I knew I had gained back some of the weight, but was afraid to face the scale. After a year of grief counseling and coping with my new life as a widow, I was finally ready. In November of 2017, I finally decided enough was enough, and faced my fears. I discovered I had regained 30 of the pounds I’d lost in 2015.
Needless to say, I’m not happy about the regained weight, but if I look at it in terms of my typical yoyo diet pattern, I’m thrilled that in the nearly two years since I lost 59 pounds, I didn’t gain it all back. That was my typical “MO.”
So, here I am. I’m back in the saddle. I’m reclaiming my Keto Kate lifestyle. Let’s see how this goes.
Ultimate weight loss after ~42 week = 59 pounds
I’m doing a quick update because it’s time to get this blog back on track. I started the ketogenic diet in March 2015 after I was told I would need a hysterectomy and my weight would make the surgery more risky and complicated. I told the doctor I could lose 60 pounds in six months, because I knew it was possible with the keto diet.
By the six month deadline, I had lost about 48 pounds, and the doctor was impressed. However, when I revisited the surgeon’s reasons for doing a “full-cut” hysterectomy vs. a laparoscopic procedure, he admitted that I was a candidate for the less invasive procedure but that he, personally, did not perform that type!
He referred me to a new gynecologist who ran a completely new series of tests. I did NOT need the surgery at all. What a relief!
I began to get lazy and started doing what is literally referred to as “lazy keto.” Who knows why? Eating right, dieting, and healthy living are all so tied to emotional issues, that I’m not sure what made me come to that decision. I do know I wasn’t nearly close to reaching my goal and needed to lose at least twice the weight I had by that point.
I’m updating this blog because it’s time to get back on track. Besides writing it for accountability, I want to leave a record of my first foray into keto eating in 2015. Now it’s time to delve into 2019 and get this party re-started!
Week 32 = 55.5 pounds gone!
I had a huge lapse in blogging. I’m not sure what was happening in my life in mid-2015, but I failed to note progress, update the blog with new recipes, or blog in general.
I continued losing weight at a bit of a slower pace than in the beginning, which is no surprise. By week 32, however, I had successfully lost 55.5 pounds pretty effortlessly and eating well on the keto diet. I did absolutely no exercise apart from swimming in my backyard pool, but I definitely didn’t do so at an athlete’s pace. Keto rocks!!
18 week update = 35 pounds gone!
Well, it was good news and bad news at this follow up doctor visit.
The good news, the challenge was to lose 2 pounds per week and return in 3 months. It’ more like 4 months later due to scheduling issues, but I met the challenge thanks to the ketogenic diet plan!
Yup, in the past 18 weeks I’ve lost 35 pounds. Okay, I’m one pound short of the goal, but neither the doctor nor I care about that. The fact is I’m doing it!
Bad news: the doctor who had earlier told me that weight loss could alleviate the symptoms of atypical adenomal hyperplasia (the reason I was to have a hysterectomy), now says he never told me that. He says I still need the surgery. I plan to seek a second opinion on the matter, but, I’m still very thankful that this whole situation gave me the boost I need to get back on the keto plan.
I’m happier, healthier, and weigh 35 pounds less than I did 18 weeks ago. I rarely crave carbs, never even eat “fake” desserts, and am enjoying fitting in all of my “too-tight” clothing all thanks to keto.

**DATA UNDER STUDY:**
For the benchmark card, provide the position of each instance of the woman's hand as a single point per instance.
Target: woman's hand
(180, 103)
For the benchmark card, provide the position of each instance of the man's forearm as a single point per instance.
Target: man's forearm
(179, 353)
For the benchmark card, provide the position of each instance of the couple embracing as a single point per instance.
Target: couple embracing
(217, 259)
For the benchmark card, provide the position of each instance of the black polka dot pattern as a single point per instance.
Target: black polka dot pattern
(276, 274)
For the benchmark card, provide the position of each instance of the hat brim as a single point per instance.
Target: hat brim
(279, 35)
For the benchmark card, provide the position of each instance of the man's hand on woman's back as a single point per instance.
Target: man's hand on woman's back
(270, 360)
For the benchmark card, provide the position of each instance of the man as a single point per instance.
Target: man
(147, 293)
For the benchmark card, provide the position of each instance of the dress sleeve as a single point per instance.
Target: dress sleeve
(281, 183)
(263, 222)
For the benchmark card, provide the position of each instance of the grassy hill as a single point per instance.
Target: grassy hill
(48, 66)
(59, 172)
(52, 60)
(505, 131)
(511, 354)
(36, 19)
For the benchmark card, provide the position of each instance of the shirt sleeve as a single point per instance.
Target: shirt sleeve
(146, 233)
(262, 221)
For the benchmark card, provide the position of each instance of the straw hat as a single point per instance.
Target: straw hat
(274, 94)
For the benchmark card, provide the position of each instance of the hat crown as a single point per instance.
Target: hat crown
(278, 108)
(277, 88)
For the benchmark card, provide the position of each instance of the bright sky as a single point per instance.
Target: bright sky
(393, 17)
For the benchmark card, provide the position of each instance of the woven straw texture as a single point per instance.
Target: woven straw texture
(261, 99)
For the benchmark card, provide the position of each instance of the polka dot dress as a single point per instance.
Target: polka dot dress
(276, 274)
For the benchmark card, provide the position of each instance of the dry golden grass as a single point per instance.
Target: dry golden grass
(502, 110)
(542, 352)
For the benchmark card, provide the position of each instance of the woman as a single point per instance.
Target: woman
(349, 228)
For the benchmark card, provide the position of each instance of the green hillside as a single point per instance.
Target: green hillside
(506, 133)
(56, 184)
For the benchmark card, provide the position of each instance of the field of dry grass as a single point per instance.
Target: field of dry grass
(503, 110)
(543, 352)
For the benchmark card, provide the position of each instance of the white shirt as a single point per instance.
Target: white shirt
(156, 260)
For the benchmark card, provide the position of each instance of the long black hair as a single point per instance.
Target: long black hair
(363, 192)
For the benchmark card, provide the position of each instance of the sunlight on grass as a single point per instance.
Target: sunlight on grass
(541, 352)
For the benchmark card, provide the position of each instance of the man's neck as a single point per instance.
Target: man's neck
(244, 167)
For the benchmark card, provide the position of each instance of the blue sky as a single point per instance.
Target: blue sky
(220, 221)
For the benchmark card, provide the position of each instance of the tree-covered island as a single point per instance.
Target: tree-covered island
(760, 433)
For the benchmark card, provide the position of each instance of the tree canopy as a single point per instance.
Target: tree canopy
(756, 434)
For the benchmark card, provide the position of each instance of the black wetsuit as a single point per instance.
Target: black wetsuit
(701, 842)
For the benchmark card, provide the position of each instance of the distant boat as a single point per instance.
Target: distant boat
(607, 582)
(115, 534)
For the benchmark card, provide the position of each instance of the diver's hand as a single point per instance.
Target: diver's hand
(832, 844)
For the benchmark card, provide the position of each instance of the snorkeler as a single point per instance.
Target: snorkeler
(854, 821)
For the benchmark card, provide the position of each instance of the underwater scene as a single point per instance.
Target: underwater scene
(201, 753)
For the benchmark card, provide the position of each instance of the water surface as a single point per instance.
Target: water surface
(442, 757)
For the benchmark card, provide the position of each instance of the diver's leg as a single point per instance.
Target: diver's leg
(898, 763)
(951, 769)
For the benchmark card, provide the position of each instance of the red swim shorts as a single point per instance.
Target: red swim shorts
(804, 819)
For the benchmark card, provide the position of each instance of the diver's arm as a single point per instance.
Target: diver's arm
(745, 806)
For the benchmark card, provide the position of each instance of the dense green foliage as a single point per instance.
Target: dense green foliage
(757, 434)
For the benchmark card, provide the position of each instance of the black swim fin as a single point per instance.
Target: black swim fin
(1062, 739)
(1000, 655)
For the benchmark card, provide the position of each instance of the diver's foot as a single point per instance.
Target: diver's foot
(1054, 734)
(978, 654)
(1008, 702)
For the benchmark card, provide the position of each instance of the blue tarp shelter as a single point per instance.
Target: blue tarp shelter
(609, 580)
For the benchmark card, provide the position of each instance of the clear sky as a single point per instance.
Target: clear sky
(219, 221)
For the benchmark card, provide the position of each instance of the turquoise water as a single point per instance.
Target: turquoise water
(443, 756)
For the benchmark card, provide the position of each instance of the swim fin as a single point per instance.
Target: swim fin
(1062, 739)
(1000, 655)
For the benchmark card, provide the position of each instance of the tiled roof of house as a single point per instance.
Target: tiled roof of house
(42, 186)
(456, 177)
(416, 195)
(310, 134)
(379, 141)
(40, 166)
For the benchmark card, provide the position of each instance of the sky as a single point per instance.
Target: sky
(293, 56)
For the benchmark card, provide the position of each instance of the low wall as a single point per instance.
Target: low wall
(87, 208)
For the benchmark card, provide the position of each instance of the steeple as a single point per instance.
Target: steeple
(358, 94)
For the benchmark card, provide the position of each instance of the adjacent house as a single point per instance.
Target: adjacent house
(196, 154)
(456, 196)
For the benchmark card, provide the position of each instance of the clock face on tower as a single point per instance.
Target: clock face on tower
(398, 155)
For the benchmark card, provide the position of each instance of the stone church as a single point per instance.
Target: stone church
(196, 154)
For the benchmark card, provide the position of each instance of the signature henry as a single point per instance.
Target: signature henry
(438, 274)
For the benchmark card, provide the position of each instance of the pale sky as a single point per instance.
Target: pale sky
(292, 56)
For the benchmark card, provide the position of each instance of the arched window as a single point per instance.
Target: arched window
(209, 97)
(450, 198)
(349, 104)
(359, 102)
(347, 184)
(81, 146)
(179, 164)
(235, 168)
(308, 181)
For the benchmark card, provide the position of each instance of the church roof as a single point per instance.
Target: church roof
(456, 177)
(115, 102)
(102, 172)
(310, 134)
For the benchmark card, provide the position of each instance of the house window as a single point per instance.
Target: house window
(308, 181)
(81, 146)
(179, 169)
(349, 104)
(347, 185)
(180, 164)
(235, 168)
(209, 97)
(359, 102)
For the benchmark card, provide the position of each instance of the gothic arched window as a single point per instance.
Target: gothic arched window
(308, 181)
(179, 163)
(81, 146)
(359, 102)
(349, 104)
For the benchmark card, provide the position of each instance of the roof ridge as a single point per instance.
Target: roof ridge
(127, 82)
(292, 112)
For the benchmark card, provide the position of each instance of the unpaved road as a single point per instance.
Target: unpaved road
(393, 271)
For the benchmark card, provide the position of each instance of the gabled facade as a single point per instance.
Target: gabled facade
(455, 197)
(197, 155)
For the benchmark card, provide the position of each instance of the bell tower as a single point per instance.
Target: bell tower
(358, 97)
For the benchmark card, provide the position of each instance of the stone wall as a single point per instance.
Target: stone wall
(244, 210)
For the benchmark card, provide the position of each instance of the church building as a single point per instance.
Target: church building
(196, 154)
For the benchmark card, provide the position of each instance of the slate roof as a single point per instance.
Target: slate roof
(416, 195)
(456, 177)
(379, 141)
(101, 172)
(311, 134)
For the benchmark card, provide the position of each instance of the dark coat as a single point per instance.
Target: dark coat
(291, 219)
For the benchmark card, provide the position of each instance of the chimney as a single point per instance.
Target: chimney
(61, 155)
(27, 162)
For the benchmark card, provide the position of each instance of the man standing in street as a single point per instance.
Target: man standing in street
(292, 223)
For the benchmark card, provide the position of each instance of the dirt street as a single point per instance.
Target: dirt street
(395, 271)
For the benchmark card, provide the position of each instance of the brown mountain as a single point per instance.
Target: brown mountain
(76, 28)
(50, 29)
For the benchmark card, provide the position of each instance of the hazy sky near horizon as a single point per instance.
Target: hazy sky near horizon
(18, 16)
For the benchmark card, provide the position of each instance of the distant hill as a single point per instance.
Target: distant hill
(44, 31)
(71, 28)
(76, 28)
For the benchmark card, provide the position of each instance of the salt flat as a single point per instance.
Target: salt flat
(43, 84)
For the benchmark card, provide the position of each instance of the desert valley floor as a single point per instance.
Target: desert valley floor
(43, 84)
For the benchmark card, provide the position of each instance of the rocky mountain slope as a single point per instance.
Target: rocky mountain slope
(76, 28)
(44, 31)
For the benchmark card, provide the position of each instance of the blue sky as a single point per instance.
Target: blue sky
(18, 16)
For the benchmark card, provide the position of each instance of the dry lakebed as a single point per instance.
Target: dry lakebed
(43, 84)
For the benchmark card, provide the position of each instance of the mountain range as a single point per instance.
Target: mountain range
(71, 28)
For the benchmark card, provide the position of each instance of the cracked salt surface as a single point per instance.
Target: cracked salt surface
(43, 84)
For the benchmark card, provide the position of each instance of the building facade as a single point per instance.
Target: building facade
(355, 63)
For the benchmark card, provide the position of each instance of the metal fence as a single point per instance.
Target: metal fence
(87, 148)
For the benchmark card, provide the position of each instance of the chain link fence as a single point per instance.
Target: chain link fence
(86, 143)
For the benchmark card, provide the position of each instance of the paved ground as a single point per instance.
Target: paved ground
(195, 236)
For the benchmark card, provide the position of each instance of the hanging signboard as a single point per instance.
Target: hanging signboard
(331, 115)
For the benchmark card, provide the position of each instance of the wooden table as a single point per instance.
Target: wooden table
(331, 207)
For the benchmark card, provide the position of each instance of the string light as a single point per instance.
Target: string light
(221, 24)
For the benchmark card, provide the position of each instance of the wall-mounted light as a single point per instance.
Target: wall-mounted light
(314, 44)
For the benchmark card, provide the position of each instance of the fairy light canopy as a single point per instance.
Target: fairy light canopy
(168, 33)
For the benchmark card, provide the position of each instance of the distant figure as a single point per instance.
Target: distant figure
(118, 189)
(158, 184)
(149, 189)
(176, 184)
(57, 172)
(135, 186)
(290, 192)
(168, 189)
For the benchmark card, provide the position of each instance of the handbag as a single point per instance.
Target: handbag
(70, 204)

**EXERCISE DESCRIPTION:**
From the keto weight-loss blog above, list every cumulative weight loss it reports, each with the point in time it is tied to.

**THE COMPLETED TASK:**
- 35 pounds in 18 weeks
- About 48 pounds by the six-month deadline
- 55.5 pounds by week 32
- 59 pounds after about 42 weeks (the ultimate weight loss)